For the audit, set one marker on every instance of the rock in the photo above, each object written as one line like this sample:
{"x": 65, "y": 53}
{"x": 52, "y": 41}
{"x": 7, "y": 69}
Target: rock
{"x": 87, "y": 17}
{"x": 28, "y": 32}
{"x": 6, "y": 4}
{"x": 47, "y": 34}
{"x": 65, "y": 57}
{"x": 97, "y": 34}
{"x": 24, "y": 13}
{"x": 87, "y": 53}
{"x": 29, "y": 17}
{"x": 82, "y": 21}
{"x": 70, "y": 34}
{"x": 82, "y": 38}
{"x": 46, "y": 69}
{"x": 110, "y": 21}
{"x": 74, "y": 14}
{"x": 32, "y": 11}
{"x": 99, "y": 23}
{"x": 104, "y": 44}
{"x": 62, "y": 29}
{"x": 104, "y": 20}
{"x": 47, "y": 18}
* * *
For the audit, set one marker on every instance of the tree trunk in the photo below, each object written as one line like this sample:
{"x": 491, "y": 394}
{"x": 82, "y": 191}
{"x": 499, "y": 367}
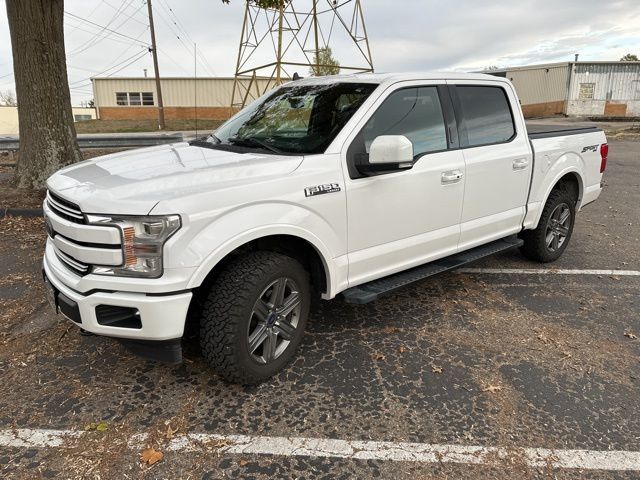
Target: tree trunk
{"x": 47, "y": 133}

*WHAT YOU ARE ASKED TO DO:* Pull out each line in the entries above that contains the word "like", copying every such line in full. Match case exactly.

*ANSWER TO THIS EXERCISE:*
For the audit, set one marker on every instance of the rock in the photo above, each object written as one line like this sample:
For the audit, set one marker on every instance of the tree trunk in the photo below, each object written as one line like this sample:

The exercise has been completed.